Une quasi-même scène de combat se déroule à Kozatcha Lopan, au nord de Kharkiv. Un transport de troupes russe est touché en pleine course par un missile antichar qui vole au ras du sol. Les soldats ukrainiens filment la scène.

Pour l’internaute moyen, ces images font penser à un blockbuster ou à un jeu vidéo. Pour les soldats russes (et ukrainiens), la guerre est bien réelle et ceux qui n’arrivent pas à s’échapper des chars en flammes meurent dans des souffrances atroces.

Courage et efficacité tactique

Internet regorge de vidéos d’embuscades ukrainiennes. Le pays attaqué met visiblement à mal la grande puissance russe. Un cas de figure inattendu, qui ne prenait pas en compte ni la faiblesse des armées de Poutine, ni le courage et l’efficacité tactique des forces ukrainiennes.

Selon les estimations américaines de cette semaine, plus de 7000 soldats russes sont morts, 14’000 à 21’000 ont été blessés. Les Américains considèrent qu’une victoire des Ukrainiens est possible.

Un moral en berne

Le moral des troupes russes est désastreux. Les services secrets ukrainiens ont publié vendredi des conversations interceptées dont la valeur est édifiante. Dans ces enregistrements, de nombreux soldats et officiers russes révèlent s’infliger eux-mêmes des blessures par balle afin d’être renvoyés chez eux.

Comment en est-on arrivé là? Comment le président Volodymyr Zelensky et ses hommes y sont-ils parvenus? Le succès des uns est parfois dû à l’incompétence des autres. Dans la guerre de l’information, les Ukrainiens ont pris l’avantage dès la première heure. «Les Russes sont incapables de contrer la propagande ukrainienne, ou du moins de l’empêcher», explique Mauro Mantovani de l’Académie militaire de l’EPFZ.

Des embuscades faciles

Mais pour de nombreux observateurs, tout cela n’est pas la raison principale des succès des victimes de Poutine. «En tant que défenseurs, les Ukrainiens ont un bien meilleur moral au combat», explique Mauro Mantovani. Avec leurs volontaires armés, ils ont aussi un plus grand nombre de combattants.

«Les forces armées russes sont toujours incapables d’obtenir la souveraineté aérienne», explique également le stratège militaire. La conséquence? «Des tirs spectaculaires», parfois filmés par les troupes au sol. De plus, l’armée russe a trop étendu ses lignes en profondeur, ce qui accroît les problèmes de ravitaillement et isole certaines unités: «Cela facilite les embuscades ukrainiennes.»

L’aide extérieure vient s’ajouter à ces avantages. Les stratèges et formateurs américains ont modernisé les troupes. En conséquence, les Ukrainiens ont souvent une meilleure image globale de la situation grâce aux données des services de renseignement occidentaux, et les pays de l’OTAN fournissent en outre de grandes quantités d’armes antiaériennes et antichars.

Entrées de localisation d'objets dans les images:
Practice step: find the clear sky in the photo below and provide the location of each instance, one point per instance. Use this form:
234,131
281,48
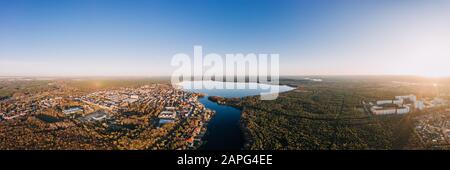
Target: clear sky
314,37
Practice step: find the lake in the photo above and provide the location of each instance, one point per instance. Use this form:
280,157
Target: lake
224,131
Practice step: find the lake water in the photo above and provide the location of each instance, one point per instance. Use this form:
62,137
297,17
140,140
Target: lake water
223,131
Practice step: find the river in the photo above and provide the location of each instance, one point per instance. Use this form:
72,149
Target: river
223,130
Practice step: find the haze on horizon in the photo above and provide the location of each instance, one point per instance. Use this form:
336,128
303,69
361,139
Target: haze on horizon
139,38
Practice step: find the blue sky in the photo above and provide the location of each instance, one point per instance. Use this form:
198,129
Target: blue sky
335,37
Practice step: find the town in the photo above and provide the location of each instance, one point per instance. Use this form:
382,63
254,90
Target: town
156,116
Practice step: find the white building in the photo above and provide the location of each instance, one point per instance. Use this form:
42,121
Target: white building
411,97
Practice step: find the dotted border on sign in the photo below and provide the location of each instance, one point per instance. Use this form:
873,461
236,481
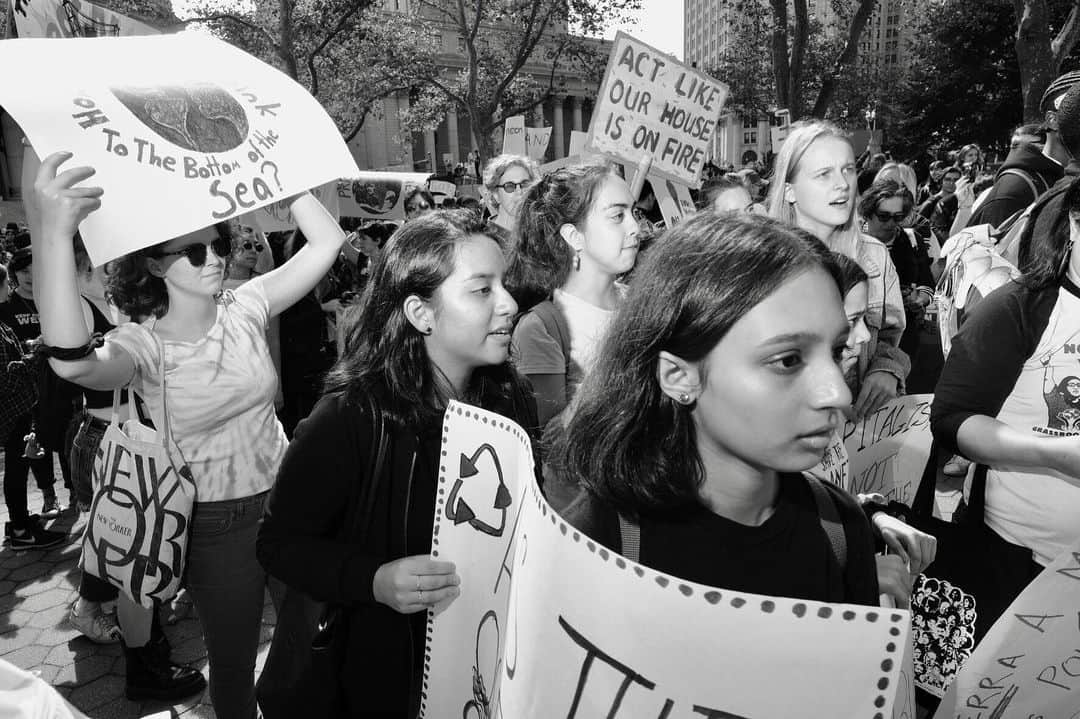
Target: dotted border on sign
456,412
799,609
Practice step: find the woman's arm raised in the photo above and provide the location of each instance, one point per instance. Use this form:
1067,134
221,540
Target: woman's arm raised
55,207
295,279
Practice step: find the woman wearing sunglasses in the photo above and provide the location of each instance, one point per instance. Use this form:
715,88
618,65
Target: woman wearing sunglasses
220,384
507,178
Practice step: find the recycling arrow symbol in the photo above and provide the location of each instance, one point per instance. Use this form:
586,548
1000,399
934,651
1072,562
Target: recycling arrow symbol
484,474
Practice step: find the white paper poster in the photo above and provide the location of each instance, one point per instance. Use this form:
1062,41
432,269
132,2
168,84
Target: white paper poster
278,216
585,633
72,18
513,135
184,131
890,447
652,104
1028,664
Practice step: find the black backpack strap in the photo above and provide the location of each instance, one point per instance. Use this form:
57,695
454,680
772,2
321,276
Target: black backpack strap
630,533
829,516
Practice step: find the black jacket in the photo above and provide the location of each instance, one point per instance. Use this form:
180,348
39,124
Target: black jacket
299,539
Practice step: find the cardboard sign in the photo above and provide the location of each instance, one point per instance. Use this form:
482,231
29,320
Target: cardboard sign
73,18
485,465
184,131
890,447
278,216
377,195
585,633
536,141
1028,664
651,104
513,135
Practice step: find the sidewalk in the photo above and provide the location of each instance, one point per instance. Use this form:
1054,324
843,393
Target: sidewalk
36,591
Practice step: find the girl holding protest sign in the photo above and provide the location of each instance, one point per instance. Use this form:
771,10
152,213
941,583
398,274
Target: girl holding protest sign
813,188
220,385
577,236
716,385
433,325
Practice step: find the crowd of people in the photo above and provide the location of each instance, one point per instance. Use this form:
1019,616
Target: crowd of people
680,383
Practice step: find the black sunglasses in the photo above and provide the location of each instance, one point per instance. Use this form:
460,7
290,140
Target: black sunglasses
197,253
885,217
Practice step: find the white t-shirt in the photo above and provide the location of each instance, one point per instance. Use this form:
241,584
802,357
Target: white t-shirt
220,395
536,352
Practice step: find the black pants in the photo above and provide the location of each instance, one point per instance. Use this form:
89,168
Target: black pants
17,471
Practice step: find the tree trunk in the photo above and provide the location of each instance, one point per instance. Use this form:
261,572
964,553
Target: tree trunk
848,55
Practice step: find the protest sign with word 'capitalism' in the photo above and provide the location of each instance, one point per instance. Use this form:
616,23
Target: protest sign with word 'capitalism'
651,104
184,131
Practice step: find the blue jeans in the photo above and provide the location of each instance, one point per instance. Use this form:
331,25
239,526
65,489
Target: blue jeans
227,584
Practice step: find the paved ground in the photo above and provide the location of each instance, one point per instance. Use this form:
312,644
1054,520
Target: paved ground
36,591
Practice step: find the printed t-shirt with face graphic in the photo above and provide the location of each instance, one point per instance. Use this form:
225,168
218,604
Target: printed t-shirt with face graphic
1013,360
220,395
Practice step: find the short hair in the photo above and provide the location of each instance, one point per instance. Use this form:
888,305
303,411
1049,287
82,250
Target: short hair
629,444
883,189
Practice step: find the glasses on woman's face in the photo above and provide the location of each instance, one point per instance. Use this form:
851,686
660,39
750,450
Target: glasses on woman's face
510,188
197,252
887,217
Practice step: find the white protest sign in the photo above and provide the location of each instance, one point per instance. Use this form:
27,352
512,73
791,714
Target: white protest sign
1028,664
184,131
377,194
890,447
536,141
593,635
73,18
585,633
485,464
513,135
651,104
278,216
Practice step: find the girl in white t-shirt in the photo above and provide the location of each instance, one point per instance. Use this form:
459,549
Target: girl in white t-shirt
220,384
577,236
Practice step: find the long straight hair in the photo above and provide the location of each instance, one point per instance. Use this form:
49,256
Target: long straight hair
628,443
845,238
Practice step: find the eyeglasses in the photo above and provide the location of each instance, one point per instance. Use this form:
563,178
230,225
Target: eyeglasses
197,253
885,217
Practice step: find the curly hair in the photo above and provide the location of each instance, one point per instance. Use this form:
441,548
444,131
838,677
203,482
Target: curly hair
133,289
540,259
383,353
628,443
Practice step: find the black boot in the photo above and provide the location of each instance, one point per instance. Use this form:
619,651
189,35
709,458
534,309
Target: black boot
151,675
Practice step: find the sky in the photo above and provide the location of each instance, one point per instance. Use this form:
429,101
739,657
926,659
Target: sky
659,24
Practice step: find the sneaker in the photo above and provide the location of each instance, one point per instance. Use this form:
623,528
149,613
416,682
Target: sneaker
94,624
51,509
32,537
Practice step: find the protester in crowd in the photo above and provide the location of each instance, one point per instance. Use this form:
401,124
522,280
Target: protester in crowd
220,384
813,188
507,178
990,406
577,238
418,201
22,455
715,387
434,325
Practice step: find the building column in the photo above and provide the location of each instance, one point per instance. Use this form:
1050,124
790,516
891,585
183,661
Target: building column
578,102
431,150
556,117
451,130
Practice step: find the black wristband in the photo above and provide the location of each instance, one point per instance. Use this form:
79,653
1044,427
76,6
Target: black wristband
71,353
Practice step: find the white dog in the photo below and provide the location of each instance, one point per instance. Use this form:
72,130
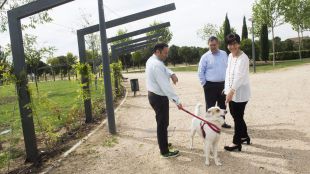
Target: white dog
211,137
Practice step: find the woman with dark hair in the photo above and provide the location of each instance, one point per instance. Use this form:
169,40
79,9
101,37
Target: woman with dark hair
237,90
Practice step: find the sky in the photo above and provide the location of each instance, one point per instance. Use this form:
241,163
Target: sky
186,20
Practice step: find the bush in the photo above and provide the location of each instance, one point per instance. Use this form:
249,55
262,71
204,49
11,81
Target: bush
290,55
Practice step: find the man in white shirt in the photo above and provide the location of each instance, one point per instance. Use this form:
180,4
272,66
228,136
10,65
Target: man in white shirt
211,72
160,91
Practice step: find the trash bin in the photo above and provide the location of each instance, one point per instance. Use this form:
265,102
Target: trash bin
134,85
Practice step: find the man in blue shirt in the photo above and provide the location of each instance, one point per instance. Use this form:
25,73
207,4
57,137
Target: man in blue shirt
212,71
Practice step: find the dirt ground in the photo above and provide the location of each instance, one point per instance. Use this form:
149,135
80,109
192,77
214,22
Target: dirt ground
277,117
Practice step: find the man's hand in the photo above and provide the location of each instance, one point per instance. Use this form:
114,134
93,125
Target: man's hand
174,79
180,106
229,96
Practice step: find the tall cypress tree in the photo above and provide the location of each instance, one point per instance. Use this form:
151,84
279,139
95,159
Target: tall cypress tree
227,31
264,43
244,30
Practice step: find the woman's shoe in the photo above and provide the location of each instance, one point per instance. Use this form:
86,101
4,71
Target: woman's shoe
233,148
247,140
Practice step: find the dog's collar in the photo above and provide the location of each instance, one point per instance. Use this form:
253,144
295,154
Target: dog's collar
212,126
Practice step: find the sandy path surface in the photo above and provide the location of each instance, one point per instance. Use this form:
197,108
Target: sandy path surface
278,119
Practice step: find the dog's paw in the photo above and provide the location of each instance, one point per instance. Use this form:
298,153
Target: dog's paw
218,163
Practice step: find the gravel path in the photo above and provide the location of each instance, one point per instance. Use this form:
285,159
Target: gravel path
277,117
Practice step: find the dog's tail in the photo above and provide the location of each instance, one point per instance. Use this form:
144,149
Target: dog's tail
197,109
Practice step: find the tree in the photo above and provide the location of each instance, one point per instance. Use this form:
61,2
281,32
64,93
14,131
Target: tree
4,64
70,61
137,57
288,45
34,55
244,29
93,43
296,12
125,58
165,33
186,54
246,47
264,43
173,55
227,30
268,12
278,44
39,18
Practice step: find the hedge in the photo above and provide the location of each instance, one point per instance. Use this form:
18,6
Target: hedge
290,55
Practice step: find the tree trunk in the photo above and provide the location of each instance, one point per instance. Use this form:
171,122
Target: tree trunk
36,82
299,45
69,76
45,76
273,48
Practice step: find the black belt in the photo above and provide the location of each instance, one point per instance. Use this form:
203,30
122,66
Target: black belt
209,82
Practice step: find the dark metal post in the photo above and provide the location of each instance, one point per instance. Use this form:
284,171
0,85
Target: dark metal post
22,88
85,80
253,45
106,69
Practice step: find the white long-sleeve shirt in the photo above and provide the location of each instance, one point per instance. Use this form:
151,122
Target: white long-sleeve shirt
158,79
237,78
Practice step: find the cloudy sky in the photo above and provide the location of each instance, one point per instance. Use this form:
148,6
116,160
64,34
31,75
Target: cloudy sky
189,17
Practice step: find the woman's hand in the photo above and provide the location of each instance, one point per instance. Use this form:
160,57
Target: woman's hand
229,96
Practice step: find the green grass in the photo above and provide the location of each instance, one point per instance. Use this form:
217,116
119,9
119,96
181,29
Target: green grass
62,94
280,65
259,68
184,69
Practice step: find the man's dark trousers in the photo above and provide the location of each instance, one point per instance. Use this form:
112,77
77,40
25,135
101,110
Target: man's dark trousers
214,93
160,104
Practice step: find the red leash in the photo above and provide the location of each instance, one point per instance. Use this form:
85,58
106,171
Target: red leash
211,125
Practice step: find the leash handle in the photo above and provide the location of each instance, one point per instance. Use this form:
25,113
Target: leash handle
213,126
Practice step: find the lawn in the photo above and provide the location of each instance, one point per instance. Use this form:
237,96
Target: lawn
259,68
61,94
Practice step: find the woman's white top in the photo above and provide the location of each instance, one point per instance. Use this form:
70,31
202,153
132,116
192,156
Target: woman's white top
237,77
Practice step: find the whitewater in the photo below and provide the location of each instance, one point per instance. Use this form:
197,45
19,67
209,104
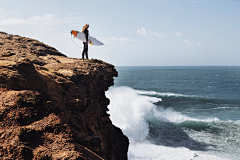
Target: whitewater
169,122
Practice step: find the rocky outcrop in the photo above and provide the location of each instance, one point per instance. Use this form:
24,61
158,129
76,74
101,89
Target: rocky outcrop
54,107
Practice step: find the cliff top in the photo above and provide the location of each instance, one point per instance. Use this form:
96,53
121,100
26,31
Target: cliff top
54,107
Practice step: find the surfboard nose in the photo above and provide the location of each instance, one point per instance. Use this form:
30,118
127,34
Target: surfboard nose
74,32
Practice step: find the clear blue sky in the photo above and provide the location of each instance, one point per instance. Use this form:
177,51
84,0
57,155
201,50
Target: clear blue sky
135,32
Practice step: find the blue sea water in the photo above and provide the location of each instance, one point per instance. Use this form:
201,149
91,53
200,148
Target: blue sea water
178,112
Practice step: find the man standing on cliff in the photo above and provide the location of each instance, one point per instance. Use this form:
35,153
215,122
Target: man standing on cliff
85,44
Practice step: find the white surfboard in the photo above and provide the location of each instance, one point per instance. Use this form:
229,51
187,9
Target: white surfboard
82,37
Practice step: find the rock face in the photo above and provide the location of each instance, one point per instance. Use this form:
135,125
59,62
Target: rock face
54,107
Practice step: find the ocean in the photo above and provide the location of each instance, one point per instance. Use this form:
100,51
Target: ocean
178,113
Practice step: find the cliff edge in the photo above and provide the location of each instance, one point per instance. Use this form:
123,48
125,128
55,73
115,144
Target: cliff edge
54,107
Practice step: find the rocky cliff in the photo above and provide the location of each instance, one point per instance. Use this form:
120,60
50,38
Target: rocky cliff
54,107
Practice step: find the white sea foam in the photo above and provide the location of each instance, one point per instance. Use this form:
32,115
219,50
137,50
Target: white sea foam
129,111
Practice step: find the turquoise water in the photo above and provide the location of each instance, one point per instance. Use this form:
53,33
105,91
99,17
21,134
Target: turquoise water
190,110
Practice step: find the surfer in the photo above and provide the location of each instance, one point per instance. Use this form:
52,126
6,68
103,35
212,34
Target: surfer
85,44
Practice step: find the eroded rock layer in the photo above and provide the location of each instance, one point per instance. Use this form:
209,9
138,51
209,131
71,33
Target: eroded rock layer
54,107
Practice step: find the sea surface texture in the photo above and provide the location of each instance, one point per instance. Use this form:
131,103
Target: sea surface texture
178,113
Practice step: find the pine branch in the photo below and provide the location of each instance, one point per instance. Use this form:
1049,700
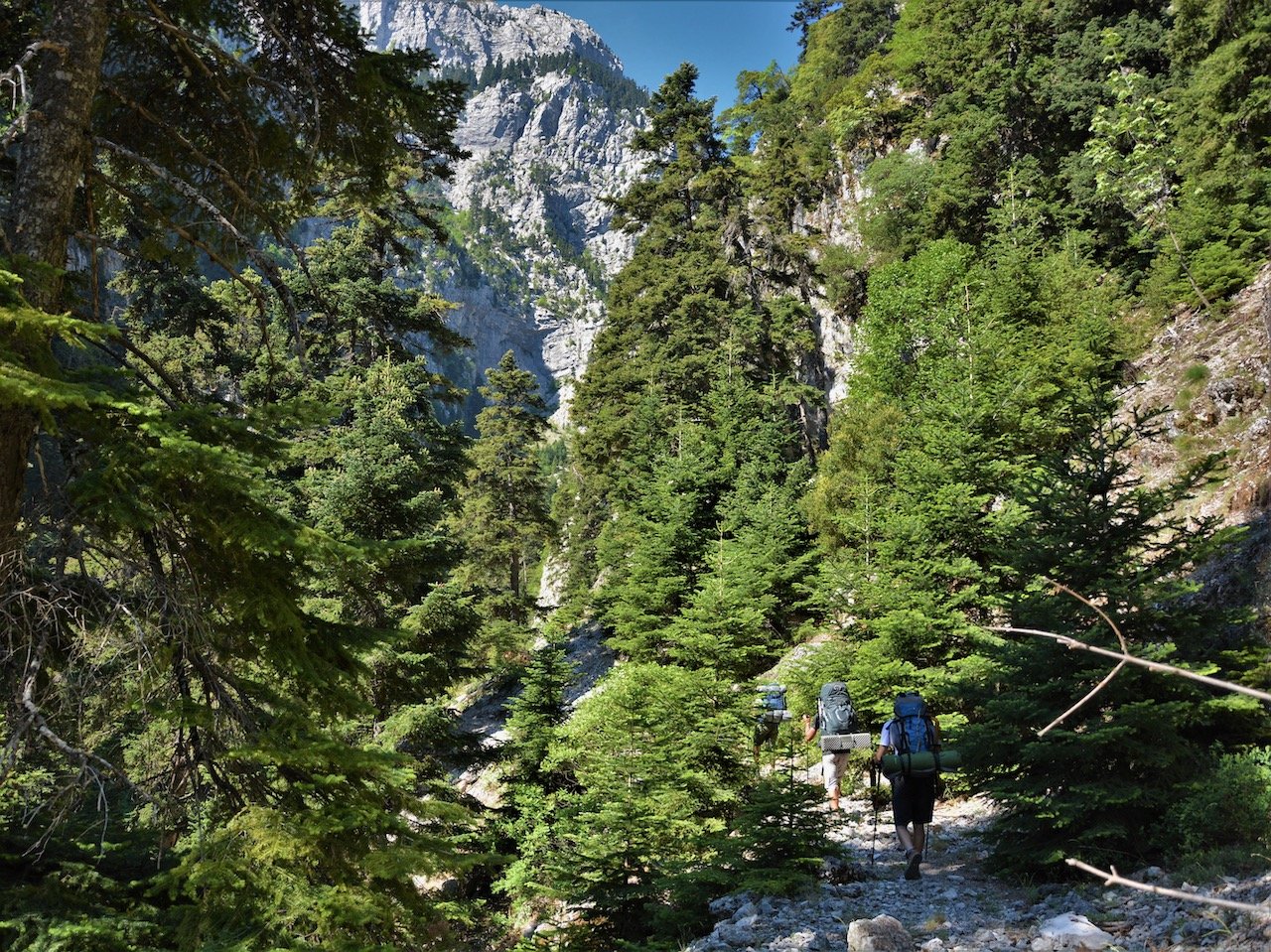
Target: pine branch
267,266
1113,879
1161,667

| Consigne |
Recopiez le passage de l'article sur la guerre en Ukraine, depuis « Mais pour de » jusqu'à « nombre de combattants. » inclus.

| Corrigé |
Mais pour de nombreux observateurs, tout cela n’est pas la raison principale des succès des victimes de Poutine. «En tant que défenseurs, les Ukrainiens ont un bien meilleur moral au combat», explique Mauro Mantovani. Avec leurs volontaires armés, ils ont aussi un plus grand nombre de combattants.